== Task directions ==
Pull out every line below that contains the word "sign", and copy each one unchanged.

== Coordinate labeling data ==
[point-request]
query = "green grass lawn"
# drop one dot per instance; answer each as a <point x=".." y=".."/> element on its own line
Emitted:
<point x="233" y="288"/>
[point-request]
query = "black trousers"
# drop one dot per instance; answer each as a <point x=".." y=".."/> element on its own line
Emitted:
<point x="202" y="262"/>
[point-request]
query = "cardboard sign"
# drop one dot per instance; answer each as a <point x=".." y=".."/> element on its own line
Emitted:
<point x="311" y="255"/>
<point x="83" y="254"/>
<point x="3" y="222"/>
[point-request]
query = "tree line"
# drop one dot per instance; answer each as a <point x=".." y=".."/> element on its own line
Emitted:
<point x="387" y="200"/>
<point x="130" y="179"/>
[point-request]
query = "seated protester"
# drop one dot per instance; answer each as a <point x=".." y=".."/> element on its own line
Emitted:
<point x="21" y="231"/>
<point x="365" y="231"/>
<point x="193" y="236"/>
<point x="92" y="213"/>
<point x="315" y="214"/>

...

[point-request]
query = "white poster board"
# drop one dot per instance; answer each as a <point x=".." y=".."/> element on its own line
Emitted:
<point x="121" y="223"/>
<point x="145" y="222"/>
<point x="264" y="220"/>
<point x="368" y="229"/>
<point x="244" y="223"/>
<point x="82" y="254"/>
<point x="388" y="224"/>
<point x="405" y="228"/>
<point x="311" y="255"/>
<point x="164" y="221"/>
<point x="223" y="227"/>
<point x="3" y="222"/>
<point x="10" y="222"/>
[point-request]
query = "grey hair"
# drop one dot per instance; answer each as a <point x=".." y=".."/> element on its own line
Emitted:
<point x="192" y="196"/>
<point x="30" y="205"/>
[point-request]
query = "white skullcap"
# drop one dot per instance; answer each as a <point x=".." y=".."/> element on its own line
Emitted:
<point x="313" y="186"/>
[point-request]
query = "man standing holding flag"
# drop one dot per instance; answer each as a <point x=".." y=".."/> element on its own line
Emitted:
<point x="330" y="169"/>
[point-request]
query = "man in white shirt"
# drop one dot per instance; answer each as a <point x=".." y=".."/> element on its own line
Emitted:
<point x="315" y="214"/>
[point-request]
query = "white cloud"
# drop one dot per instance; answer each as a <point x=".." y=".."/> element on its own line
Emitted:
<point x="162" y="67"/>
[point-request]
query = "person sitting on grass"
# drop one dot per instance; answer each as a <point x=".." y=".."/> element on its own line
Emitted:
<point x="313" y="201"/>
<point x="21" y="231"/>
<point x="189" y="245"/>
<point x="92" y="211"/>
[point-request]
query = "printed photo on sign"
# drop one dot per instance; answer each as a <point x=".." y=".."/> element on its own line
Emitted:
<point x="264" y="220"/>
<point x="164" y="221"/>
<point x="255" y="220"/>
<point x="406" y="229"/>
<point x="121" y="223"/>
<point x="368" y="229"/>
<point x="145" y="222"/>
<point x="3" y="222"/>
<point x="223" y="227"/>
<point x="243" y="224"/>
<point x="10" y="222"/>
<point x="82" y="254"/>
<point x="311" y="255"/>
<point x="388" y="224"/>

== Output of the task ==
query = "cardboard sign"
query = "printed photo on sign"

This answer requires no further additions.